DESCRIPTION OF THE TASK:
Only one stretch of the data below is needed. Output the lines from the one with "The <instance> blocks" up to and including the one with "positive clicks: (191, 100)", exactly as they stand.

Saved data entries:
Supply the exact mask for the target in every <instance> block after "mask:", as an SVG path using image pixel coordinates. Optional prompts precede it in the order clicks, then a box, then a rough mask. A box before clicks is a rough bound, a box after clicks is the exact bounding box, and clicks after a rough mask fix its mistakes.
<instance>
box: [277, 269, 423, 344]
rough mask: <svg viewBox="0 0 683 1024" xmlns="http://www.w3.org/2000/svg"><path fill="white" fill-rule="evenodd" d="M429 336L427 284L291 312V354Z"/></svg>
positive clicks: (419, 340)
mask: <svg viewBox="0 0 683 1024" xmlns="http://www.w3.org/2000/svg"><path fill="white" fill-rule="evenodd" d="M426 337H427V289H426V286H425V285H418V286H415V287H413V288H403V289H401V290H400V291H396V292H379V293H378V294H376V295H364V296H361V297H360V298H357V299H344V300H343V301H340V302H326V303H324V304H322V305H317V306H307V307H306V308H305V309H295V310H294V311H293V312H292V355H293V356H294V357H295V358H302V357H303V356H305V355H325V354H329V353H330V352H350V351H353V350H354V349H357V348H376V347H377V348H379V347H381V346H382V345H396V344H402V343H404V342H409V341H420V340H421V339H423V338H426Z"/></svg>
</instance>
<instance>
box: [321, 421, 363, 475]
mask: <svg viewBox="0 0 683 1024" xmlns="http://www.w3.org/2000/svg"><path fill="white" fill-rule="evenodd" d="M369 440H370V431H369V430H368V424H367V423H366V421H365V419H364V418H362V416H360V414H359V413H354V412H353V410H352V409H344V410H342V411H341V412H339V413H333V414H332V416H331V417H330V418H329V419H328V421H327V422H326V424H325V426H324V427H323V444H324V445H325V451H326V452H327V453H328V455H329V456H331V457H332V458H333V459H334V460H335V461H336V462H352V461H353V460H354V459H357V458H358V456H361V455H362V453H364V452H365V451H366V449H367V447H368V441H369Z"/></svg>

* * *

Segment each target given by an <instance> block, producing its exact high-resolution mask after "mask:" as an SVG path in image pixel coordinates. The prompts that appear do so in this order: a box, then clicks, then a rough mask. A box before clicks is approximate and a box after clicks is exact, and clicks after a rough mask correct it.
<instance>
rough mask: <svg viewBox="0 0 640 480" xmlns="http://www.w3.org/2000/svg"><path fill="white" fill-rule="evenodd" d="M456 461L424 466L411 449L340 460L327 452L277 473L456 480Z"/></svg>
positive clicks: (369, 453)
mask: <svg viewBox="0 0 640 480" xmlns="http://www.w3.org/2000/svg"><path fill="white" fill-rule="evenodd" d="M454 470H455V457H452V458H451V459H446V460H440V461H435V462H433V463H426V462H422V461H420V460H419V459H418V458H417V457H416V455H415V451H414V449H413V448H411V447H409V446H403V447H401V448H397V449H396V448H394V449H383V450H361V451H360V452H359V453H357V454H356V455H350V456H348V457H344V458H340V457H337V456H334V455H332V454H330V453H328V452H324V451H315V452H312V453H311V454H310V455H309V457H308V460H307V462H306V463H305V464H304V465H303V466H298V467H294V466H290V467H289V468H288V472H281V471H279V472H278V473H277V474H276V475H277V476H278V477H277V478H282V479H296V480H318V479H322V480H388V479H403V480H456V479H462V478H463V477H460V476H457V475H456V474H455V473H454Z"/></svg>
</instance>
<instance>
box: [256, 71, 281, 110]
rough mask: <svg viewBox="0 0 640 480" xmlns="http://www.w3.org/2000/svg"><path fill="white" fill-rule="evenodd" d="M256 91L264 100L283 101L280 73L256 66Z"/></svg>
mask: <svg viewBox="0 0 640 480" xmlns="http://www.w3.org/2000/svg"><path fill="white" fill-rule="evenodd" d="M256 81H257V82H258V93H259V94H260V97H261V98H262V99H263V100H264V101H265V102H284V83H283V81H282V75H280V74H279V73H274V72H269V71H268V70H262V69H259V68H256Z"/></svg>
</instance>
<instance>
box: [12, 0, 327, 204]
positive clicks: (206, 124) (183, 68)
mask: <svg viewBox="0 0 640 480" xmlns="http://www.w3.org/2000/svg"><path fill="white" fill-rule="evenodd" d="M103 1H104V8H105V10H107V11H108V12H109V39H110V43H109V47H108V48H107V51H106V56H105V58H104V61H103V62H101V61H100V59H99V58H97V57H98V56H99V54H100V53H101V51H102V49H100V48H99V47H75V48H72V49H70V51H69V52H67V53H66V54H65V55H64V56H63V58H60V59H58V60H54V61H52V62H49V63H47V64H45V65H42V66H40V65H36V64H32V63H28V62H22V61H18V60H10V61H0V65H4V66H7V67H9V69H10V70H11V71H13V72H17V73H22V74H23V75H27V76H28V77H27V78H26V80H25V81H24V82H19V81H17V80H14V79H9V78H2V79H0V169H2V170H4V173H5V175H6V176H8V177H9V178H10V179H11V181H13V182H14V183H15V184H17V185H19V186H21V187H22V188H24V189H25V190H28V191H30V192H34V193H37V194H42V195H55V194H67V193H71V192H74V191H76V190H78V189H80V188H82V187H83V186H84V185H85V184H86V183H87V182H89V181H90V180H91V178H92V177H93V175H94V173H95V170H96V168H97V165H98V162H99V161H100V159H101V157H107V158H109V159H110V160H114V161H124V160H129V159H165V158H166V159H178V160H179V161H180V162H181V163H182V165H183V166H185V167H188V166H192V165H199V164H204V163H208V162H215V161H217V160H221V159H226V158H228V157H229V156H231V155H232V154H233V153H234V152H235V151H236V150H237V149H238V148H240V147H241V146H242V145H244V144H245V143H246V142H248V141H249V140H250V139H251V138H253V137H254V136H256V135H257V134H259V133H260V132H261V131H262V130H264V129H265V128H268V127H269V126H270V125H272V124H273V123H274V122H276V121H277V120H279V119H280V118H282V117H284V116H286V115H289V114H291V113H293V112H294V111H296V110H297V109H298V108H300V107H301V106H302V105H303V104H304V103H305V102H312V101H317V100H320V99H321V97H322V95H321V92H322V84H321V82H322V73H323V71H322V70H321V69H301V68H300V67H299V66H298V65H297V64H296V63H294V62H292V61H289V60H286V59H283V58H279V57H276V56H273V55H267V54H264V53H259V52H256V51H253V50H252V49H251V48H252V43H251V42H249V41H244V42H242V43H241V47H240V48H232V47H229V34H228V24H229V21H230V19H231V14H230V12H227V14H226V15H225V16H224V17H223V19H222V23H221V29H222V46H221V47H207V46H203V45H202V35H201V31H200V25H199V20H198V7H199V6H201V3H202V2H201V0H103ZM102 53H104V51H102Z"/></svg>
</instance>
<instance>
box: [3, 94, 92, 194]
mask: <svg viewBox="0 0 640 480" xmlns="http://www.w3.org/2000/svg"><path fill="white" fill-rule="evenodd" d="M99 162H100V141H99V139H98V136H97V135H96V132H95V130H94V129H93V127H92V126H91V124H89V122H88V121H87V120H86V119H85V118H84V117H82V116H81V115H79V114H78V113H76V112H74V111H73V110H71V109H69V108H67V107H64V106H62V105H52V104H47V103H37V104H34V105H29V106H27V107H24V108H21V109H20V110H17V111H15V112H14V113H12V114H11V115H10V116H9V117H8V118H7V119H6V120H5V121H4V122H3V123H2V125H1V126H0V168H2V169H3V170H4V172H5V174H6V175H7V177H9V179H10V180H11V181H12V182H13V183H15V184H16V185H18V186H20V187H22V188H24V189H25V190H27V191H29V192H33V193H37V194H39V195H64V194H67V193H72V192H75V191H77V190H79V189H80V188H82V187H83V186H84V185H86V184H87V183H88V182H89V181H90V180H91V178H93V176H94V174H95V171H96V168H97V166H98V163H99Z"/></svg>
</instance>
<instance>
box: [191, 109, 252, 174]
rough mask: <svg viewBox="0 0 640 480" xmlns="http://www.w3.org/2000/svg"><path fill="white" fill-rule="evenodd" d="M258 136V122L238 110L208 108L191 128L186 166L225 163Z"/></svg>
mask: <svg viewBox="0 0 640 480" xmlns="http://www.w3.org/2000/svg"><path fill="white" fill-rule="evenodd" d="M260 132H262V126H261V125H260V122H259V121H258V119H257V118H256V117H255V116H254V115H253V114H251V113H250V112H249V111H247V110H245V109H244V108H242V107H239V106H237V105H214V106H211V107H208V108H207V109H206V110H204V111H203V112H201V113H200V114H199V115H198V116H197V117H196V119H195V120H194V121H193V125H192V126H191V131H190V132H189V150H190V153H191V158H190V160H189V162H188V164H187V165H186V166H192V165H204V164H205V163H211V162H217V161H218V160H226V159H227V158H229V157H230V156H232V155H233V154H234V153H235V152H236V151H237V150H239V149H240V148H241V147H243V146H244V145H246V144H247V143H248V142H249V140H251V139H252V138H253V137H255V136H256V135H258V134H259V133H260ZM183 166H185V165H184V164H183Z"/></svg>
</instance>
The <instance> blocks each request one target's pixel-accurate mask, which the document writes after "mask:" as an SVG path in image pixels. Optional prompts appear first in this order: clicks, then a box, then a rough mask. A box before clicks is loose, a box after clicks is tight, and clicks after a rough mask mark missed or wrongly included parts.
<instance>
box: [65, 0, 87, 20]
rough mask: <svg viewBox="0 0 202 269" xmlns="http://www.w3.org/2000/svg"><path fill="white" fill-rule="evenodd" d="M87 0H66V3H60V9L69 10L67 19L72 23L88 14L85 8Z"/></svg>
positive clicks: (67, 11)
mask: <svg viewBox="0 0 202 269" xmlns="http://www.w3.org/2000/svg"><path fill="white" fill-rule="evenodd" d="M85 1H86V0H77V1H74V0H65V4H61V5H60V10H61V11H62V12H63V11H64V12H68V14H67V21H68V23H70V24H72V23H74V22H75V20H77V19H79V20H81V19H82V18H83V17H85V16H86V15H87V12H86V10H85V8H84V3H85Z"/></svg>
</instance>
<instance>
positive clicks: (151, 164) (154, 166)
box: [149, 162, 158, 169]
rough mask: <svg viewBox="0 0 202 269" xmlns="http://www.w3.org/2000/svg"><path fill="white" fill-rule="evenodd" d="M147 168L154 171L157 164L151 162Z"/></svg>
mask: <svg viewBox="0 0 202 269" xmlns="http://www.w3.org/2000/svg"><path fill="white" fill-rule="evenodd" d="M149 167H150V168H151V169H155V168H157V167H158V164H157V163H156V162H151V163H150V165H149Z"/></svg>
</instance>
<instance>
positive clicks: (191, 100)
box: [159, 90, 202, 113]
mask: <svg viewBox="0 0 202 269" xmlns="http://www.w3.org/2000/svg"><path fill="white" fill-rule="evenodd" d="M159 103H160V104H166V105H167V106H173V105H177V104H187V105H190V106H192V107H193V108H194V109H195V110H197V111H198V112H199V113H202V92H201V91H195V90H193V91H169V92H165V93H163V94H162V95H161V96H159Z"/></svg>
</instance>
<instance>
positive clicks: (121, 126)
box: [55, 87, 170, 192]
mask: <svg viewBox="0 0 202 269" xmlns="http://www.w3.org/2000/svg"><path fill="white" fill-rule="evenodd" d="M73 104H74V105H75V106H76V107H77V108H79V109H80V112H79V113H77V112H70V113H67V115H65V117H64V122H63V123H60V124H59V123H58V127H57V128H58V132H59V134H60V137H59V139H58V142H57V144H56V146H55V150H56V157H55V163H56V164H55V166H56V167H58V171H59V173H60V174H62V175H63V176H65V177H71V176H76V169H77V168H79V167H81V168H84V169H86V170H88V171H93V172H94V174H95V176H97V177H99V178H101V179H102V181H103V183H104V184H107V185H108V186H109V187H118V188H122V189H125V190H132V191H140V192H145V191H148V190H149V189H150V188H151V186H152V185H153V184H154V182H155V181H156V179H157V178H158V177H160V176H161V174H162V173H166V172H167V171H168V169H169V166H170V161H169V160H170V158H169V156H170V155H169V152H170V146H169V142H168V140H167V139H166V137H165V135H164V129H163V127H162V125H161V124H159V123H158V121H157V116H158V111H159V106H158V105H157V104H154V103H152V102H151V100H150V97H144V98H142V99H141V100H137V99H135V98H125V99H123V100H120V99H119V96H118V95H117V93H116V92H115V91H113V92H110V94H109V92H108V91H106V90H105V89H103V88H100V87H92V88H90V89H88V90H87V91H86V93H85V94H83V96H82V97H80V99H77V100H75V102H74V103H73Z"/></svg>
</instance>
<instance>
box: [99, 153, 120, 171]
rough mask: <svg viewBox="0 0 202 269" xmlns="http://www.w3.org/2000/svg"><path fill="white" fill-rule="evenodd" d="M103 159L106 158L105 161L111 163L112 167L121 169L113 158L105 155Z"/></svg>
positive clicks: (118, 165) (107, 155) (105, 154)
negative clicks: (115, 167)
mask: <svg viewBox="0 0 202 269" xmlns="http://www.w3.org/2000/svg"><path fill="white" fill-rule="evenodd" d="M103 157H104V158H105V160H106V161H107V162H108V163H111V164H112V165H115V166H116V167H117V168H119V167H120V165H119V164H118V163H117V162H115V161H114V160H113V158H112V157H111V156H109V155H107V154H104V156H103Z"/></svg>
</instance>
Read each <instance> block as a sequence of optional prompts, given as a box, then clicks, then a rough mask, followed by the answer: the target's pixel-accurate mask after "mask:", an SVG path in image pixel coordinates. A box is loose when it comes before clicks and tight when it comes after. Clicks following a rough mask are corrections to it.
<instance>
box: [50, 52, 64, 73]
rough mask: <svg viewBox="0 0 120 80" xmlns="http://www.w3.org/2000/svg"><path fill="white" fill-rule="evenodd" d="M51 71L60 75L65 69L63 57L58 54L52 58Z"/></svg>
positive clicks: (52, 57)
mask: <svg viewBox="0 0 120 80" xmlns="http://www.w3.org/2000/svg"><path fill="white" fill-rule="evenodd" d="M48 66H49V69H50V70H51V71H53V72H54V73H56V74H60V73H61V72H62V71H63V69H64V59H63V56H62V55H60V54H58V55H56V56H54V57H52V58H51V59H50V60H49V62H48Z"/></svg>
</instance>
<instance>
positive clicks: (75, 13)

* * *

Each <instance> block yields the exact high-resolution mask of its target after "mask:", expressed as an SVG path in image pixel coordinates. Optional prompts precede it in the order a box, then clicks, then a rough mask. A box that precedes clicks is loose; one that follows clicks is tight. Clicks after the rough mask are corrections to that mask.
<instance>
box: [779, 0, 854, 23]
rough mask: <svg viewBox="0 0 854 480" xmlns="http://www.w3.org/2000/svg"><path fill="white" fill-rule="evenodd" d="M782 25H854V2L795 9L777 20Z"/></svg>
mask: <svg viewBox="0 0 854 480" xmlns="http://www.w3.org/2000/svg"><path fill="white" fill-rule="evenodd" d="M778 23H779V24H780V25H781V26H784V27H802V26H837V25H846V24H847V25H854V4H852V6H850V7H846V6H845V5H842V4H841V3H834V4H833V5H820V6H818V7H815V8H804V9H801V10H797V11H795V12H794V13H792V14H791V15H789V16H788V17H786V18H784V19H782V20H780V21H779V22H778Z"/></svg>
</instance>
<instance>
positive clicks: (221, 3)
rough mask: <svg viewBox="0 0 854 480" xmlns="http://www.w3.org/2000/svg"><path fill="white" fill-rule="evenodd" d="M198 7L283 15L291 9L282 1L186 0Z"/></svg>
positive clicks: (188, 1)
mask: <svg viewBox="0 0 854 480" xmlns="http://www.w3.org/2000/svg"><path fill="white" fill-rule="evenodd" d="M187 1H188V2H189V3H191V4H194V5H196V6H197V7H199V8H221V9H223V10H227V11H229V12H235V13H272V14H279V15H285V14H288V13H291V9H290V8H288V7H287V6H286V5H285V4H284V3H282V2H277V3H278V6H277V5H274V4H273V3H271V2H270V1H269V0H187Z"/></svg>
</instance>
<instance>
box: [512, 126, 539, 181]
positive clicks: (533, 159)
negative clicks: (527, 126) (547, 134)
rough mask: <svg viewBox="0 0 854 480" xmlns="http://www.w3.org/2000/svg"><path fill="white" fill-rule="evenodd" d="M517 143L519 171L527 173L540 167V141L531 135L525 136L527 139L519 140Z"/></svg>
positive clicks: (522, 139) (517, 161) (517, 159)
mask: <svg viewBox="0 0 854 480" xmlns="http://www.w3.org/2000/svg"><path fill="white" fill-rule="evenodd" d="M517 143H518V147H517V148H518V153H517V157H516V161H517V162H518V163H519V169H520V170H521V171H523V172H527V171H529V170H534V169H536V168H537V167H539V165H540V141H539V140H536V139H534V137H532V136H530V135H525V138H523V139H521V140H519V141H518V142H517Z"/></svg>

EXERCISE RESPONSE:
The <instance> blocks each request one target's pixel-accurate mask, which the document writes after "mask:" as an SVG path in image pixels. Optional prompts appear first in this order: clicks, then a box, then a rough mask. A box before clicks is loose, a box after clicks is tight, and clicks after a rough mask mark missed or wrongly included parts.
<instance>
box: [65, 0, 87, 20]
rough mask: <svg viewBox="0 0 202 269" xmlns="http://www.w3.org/2000/svg"><path fill="white" fill-rule="evenodd" d="M87 0H66V3H60V9L69 10L67 19L72 23L88 14L85 8Z"/></svg>
positive clicks: (67, 11)
mask: <svg viewBox="0 0 202 269" xmlns="http://www.w3.org/2000/svg"><path fill="white" fill-rule="evenodd" d="M85 1H86V0H77V1H74V0H65V4H61V5H60V10H61V11H62V12H63V11H64V12H68V14H67V21H68V23H70V24H72V23H74V22H75V20H77V19H79V20H81V19H82V18H83V17H85V16H86V15H87V12H86V10H85V8H84V3H85Z"/></svg>
</instance>
<instance>
positive clicks: (151, 164) (154, 166)
box: [149, 162, 158, 169]
rough mask: <svg viewBox="0 0 202 269" xmlns="http://www.w3.org/2000/svg"><path fill="white" fill-rule="evenodd" d="M147 168L154 171L157 164L151 162Z"/></svg>
mask: <svg viewBox="0 0 202 269" xmlns="http://www.w3.org/2000/svg"><path fill="white" fill-rule="evenodd" d="M149 167H150V168H151V169H155V168H157V167H158V164H157V163H156V162H151V163H150V165H149Z"/></svg>
</instance>
<instance>
positive clicks: (191, 100)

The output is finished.